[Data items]

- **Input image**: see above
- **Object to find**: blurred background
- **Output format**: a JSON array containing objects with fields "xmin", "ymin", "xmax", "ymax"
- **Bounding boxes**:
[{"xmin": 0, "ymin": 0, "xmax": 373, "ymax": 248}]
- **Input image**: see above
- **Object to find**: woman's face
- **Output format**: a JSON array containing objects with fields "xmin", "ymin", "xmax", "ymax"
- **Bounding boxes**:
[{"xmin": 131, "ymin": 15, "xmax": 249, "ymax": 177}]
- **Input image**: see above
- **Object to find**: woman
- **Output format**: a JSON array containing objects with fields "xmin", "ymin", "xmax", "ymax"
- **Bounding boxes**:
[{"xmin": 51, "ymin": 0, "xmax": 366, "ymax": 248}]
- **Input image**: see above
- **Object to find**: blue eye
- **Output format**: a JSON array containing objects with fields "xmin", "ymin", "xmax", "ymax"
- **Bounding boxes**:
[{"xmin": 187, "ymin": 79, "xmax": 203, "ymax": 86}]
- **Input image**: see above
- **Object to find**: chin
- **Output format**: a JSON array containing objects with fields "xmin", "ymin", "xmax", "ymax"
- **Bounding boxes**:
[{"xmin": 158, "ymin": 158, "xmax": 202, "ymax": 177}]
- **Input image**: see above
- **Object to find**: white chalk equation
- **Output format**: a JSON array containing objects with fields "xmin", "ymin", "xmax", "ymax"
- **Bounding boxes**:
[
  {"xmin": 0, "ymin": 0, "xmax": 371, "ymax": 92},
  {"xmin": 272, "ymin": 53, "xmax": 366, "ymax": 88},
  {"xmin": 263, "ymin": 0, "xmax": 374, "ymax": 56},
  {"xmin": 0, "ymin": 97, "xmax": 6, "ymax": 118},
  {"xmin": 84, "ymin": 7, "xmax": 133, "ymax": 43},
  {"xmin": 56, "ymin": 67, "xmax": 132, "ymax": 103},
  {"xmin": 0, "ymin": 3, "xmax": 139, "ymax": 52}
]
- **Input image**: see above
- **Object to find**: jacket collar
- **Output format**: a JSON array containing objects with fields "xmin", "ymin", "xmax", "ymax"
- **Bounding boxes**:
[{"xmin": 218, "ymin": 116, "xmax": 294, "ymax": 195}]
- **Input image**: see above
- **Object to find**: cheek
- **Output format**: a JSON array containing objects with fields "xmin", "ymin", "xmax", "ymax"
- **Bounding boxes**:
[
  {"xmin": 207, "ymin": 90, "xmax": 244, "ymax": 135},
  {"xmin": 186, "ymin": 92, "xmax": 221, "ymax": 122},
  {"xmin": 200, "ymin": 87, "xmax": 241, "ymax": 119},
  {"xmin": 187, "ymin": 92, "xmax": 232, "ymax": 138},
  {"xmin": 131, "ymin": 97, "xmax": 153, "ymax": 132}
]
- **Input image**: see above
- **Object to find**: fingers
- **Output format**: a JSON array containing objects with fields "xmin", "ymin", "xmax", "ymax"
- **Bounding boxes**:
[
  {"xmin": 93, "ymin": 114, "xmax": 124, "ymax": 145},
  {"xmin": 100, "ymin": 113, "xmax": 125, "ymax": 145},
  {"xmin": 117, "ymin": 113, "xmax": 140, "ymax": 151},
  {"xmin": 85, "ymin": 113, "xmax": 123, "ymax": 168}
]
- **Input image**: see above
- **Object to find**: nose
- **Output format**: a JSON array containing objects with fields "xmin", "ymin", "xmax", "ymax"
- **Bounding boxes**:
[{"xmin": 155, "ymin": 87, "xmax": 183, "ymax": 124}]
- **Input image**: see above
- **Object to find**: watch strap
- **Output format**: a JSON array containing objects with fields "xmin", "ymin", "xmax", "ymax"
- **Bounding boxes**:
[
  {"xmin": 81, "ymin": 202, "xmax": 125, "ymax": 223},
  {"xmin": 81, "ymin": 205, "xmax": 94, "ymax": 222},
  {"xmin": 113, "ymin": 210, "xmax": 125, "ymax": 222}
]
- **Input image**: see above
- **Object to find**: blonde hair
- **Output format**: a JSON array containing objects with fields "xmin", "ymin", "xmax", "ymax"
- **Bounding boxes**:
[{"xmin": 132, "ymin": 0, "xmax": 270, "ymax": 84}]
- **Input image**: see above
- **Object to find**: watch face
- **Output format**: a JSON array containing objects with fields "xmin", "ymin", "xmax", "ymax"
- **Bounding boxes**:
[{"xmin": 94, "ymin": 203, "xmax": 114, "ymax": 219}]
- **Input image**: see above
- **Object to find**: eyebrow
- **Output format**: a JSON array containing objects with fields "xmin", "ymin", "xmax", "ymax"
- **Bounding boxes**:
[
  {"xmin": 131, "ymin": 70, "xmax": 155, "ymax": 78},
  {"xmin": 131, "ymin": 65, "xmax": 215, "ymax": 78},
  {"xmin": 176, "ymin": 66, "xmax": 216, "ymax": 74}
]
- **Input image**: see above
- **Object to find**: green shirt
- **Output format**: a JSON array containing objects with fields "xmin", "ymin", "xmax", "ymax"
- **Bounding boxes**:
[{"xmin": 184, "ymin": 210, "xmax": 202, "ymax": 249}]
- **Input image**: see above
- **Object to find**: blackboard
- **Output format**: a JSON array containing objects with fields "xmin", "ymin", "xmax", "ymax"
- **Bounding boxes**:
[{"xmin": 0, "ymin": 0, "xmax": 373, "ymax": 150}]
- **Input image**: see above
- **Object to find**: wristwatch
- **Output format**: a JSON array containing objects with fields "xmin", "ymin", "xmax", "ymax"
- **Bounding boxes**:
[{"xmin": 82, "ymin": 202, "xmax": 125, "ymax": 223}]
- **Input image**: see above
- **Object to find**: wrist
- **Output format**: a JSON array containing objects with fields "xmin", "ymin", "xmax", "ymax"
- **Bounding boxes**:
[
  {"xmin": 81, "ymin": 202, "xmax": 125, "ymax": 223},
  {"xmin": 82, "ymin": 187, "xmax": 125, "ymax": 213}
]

--

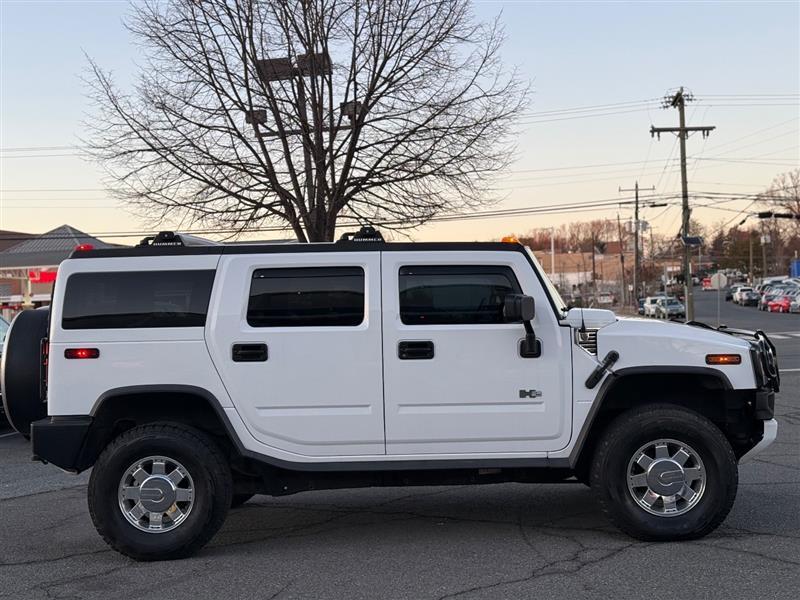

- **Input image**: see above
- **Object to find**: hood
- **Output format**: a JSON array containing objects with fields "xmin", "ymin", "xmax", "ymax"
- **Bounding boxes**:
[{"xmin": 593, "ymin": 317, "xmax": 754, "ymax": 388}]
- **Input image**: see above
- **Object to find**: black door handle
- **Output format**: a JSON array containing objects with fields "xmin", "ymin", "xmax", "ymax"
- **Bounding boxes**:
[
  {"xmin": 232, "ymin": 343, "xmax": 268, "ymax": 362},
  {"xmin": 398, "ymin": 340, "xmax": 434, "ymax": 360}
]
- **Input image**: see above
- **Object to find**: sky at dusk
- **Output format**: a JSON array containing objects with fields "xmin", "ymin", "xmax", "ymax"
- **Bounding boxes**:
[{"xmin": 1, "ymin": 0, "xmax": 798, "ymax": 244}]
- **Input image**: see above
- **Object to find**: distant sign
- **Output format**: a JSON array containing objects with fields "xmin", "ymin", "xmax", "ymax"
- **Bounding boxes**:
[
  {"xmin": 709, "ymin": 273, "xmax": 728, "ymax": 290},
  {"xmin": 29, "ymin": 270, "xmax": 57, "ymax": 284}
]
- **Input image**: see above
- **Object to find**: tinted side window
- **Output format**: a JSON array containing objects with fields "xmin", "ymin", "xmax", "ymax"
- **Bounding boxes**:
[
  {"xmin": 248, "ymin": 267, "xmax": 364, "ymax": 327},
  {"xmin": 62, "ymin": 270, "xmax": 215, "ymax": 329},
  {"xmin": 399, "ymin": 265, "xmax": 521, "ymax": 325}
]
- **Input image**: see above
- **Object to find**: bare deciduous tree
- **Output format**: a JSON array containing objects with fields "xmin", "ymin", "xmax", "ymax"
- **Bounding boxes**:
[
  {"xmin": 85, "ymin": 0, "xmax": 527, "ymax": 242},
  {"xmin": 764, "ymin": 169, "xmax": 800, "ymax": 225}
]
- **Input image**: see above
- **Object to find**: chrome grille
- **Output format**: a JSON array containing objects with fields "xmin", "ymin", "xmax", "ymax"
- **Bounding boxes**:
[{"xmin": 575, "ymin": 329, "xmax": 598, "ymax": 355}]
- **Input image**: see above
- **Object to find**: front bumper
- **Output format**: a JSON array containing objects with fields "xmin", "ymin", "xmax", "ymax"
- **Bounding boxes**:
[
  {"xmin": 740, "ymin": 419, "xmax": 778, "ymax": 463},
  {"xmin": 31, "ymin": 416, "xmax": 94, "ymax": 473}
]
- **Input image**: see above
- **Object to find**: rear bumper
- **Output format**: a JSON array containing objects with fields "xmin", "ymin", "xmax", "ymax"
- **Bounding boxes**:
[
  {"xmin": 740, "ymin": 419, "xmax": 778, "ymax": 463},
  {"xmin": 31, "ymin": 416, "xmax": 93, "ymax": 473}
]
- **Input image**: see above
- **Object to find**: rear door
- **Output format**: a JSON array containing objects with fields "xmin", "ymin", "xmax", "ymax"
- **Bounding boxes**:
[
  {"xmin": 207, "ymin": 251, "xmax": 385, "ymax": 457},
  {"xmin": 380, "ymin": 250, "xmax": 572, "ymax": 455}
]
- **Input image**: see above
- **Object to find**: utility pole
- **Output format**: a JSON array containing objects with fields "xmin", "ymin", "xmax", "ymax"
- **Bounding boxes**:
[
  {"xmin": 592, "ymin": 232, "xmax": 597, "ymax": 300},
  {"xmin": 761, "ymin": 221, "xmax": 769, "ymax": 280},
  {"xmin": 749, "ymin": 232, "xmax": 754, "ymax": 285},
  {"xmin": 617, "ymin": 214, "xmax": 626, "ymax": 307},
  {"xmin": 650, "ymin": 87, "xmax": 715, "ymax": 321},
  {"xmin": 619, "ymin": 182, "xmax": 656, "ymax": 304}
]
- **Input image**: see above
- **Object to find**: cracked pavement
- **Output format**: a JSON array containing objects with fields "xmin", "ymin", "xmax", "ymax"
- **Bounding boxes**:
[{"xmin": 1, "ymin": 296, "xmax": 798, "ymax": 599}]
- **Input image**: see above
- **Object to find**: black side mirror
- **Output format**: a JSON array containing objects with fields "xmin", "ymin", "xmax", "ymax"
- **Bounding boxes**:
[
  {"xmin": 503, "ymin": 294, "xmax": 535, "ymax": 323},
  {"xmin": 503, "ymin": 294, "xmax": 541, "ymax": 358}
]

:: YOUR GOAL ::
Spot every line in the entries that includes the word "face", and copy each one out.

:: RESULT ::
- **Object to find**: woman's face
- **Object to find**: watch face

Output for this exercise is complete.